--- OPDRACHT A ---
Op welke datum heeft de Afdeling de zaak volgens de gegeven tekst hieronder ter zitting behandeld?

--- GEGEVEN TEKST ---
###
200106104/1.
Datum uitspraak: 31 juli 2002
AFDELING
BESTUURSRECHTSPRAAK
Uitspraak op het hoger beroep van:
de vennootschap onder firma "Kwekerij Zonzeel",
waarvan de vennoten zijn [naam rechtspersoon] en [naam rechtspersoon], gevestigd te [plaats],
tegen de uitspraak van de arrondissementsrechtbank te Breda van 23 oktober 2001 in het geding tussen:
de Minister van Landbouw, Natuurbeheer en Visserij.
Bij besluit van 29 juni 1999 heeft de Minister van Landbouw, Natuurbeheer en Visserij (hierna: de Minister) een aanvraag van appellante om subsidieverlening krachtens de Stimuleringsregeling innovatie markt en concurrentiekracht (hierna: de Regeling) afgewezen.
Bij besluit van 4 september 2000 heeft de Minister het daartegen door appellante gemaakte bezwaar ongegrond verklaard. Dit besluit en het advies van de Beoordelingscommissie innovatieprojecten (hierna: de Beoordelingscommissie), waarnaar in het besluit wordt verwezen, zijn aangehecht.
Bij uitspraak van 23 oktober 2001, verzonden op 6 november 2001, heeft de arrondissementsrechtbank te Breda (hierna: de rechtbank) het daartegen door appellante ingestelde beroep ongegrond verklaard. Deze uitspraak is aangehecht.
Tegen deze uitspraak heeft appellante bij brief, bij de Raad van State ingekomen op 11 december 2001, hoger beroep ingesteld. De gronden van het beroep zijn aangevuld bij brief van 14 januari 2002. Deze brief is aangehecht.
Bij brief van 18 februari 2002 heeft de Minister van antwoord gediend.
Na afloop van het vooronderzoek is nog een stuk ontvangen van appellante. Een afschrift van dit stuk is aan de andere partij toegezonden.
De Afdeling heeft de zaak ter zitting behandeld op 15 juli 2002, waar appellante, vertegenwoordigd door haar vennoten, en de Minister, vertegenwoordigd door mr. M.M.F. Lobles, zijn verschenen.
###
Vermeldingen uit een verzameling
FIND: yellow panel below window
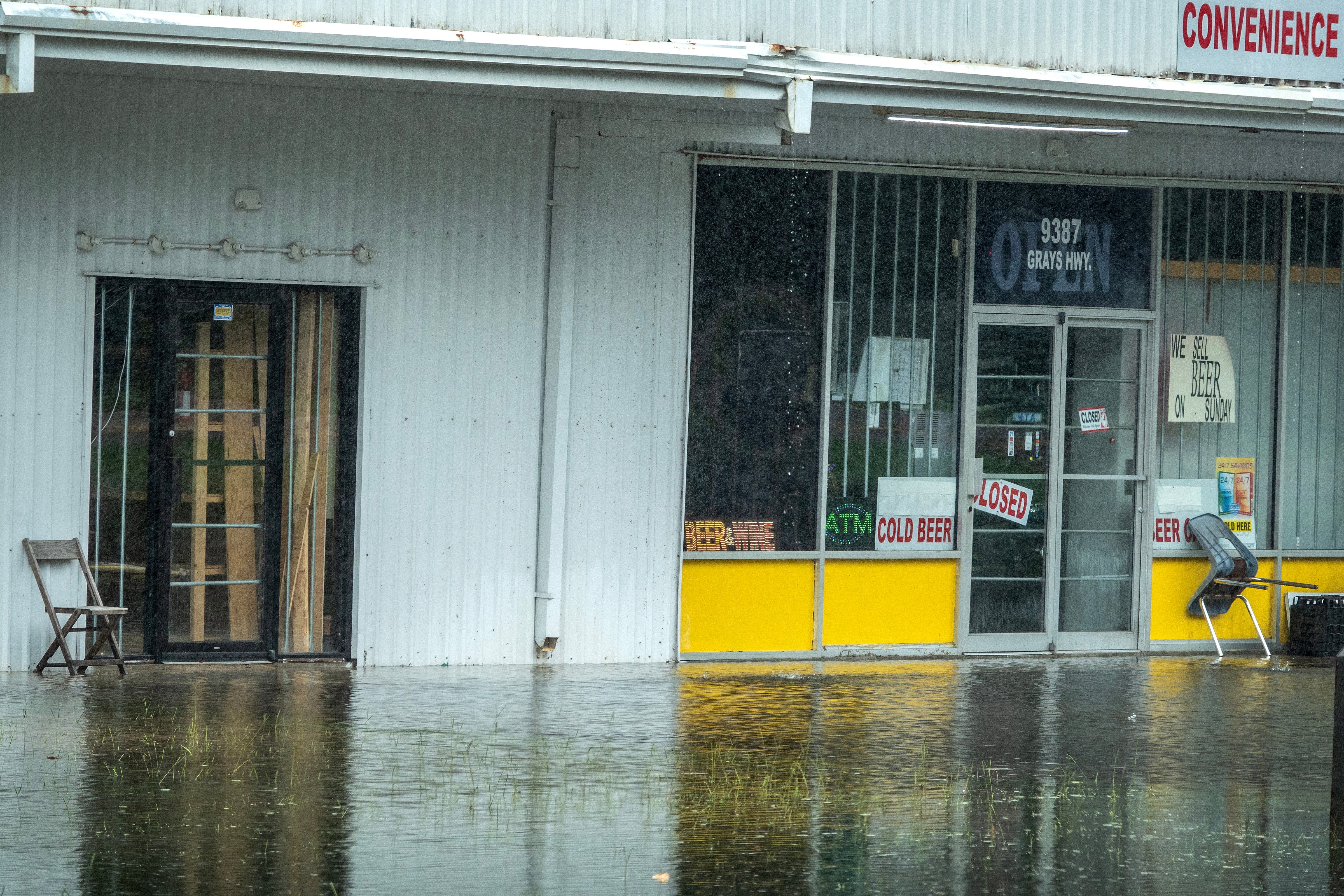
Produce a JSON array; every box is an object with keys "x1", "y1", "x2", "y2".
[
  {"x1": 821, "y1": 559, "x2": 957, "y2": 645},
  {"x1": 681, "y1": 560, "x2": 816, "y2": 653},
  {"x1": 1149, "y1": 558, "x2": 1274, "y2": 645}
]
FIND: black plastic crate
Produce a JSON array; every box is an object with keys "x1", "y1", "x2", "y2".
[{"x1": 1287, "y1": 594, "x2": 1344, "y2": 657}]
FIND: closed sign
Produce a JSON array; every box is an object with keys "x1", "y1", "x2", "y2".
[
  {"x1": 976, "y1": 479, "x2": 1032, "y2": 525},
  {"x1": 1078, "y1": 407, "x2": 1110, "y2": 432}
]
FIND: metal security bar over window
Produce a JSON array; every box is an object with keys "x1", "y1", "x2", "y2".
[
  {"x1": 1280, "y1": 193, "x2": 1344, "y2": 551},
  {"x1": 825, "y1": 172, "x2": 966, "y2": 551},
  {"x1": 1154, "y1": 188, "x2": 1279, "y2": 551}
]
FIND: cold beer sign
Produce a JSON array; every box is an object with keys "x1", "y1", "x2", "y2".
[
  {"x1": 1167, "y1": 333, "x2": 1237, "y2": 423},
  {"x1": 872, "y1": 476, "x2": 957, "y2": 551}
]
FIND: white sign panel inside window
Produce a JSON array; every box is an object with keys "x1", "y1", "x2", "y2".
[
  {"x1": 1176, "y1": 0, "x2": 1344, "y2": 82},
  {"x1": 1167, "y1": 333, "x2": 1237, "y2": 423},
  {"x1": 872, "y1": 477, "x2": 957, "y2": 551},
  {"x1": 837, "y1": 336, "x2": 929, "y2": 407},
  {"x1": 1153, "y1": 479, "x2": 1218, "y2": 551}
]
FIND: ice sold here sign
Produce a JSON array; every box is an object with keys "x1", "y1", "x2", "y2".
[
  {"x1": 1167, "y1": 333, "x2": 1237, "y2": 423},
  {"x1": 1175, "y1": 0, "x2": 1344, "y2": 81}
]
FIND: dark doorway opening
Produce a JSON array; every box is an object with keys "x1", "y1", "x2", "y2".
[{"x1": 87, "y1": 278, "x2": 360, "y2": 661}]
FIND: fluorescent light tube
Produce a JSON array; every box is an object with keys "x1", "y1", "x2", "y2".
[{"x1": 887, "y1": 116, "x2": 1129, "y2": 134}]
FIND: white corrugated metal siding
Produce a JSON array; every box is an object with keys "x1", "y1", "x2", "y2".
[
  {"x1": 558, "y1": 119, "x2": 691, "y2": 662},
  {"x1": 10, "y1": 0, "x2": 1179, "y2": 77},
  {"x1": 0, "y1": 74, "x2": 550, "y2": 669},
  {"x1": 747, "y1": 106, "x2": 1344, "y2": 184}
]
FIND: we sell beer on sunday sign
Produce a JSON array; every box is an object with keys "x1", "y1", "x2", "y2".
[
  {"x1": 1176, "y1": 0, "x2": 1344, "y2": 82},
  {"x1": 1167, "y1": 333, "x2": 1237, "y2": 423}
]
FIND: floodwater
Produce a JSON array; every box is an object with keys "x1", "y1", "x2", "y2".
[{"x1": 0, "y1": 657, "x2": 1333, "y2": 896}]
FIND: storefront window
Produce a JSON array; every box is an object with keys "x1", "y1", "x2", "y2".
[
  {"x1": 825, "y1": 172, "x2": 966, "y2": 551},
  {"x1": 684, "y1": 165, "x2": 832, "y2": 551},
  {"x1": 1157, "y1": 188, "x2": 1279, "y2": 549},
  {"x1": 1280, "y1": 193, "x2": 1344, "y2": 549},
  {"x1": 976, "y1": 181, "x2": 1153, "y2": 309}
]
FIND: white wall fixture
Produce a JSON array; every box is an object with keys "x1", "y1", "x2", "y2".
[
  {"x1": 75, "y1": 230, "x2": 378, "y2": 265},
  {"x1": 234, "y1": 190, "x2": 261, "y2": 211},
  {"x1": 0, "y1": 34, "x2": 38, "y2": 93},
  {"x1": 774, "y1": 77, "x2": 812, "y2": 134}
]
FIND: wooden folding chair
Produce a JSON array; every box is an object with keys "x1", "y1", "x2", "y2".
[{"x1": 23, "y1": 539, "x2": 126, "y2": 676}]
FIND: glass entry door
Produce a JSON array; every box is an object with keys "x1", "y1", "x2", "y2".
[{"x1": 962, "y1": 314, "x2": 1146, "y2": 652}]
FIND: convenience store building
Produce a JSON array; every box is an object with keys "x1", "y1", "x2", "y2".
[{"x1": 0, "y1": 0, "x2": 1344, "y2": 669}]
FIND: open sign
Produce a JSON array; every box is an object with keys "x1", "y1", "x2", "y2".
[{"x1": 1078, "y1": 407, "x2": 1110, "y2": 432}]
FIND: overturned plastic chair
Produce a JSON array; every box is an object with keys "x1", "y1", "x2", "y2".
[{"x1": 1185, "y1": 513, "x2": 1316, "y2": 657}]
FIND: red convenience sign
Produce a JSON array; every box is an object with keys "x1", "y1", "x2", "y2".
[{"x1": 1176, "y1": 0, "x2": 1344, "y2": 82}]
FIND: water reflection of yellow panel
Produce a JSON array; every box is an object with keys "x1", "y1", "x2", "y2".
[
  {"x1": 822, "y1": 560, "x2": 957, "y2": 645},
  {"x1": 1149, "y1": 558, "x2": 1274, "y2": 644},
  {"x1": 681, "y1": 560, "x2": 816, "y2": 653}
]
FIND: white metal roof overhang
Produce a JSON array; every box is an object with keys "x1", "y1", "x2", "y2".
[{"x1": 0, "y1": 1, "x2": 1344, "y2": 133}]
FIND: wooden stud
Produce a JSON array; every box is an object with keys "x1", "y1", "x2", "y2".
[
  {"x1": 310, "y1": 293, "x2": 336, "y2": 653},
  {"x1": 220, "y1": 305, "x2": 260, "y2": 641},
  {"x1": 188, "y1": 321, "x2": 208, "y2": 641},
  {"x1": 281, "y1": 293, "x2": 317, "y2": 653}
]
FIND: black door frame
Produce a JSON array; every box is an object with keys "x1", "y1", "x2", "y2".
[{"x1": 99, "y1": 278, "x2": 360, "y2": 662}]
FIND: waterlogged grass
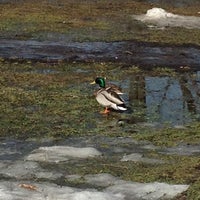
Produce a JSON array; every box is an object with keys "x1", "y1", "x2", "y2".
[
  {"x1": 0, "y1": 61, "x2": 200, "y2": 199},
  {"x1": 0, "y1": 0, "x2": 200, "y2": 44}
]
###
--- OPDRACHT B ---
Filter de vermeldingen hierboven en neem elke regel over waarin de tekenreeks "wooden" voorkomt.

--- JUIST ANTWOORD A ---
De Afdeling heeft de zaak op 15 juli 2002 ter zitting behandeld.

--- JUIST ANTWOORD B ---
FIND: wooden folding chair
FIND: wooden stud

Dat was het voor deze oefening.